▶ _What to do_: The result should be the lines from the one holding "Spot the modern" to the end of the records below, repeated exactly. No pictures.

▶ _Study material_:
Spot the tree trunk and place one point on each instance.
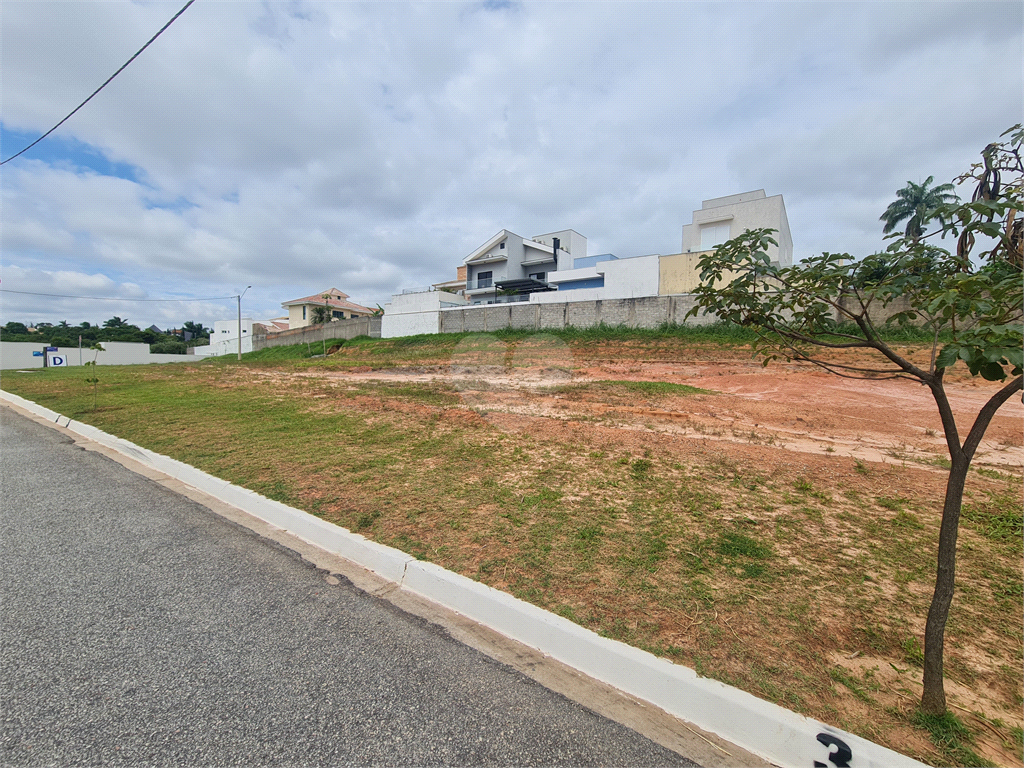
(933, 699)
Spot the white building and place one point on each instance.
(417, 312)
(724, 218)
(224, 338)
(509, 267)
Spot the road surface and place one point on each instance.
(137, 627)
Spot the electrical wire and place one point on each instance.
(183, 8)
(112, 298)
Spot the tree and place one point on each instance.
(919, 205)
(972, 309)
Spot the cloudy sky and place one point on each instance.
(371, 146)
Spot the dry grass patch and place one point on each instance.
(803, 579)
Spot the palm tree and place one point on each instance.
(916, 203)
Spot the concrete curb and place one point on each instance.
(765, 729)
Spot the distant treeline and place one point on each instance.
(65, 335)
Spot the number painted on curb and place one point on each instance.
(841, 758)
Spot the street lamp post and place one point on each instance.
(240, 321)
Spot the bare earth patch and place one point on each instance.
(774, 528)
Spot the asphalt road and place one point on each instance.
(138, 628)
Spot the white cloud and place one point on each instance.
(297, 146)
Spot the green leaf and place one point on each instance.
(992, 372)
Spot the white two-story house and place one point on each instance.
(509, 267)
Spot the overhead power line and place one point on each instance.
(183, 8)
(111, 298)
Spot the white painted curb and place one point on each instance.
(770, 731)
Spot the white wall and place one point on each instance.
(225, 330)
(740, 212)
(16, 354)
(584, 272)
(225, 345)
(558, 297)
(628, 279)
(414, 313)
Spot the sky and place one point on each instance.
(295, 146)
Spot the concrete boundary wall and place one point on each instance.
(17, 354)
(347, 329)
(645, 311)
(763, 728)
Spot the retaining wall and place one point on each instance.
(14, 354)
(646, 311)
(347, 329)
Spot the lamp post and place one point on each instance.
(240, 321)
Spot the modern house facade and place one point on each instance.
(300, 311)
(720, 219)
(510, 267)
(554, 268)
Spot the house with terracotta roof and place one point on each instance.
(300, 311)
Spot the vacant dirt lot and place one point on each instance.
(797, 409)
(773, 528)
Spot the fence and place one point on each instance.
(647, 311)
(347, 329)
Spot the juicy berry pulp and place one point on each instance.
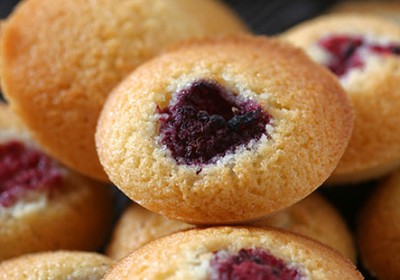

▶ _Reply to the exercise_:
Spot the modern house facade and place one point on each instance.
(300, 311)
(720, 219)
(510, 267)
(554, 268)
Spot the house with terracotta roof and place one point on each instance.
(300, 311)
Spot the vacant dirt lot and place one point on each instance.
(797, 409)
(773, 528)
Spot the fence and place one point on each instance.
(647, 311)
(347, 329)
Spot the juicy berry pulp and place one point on each instance.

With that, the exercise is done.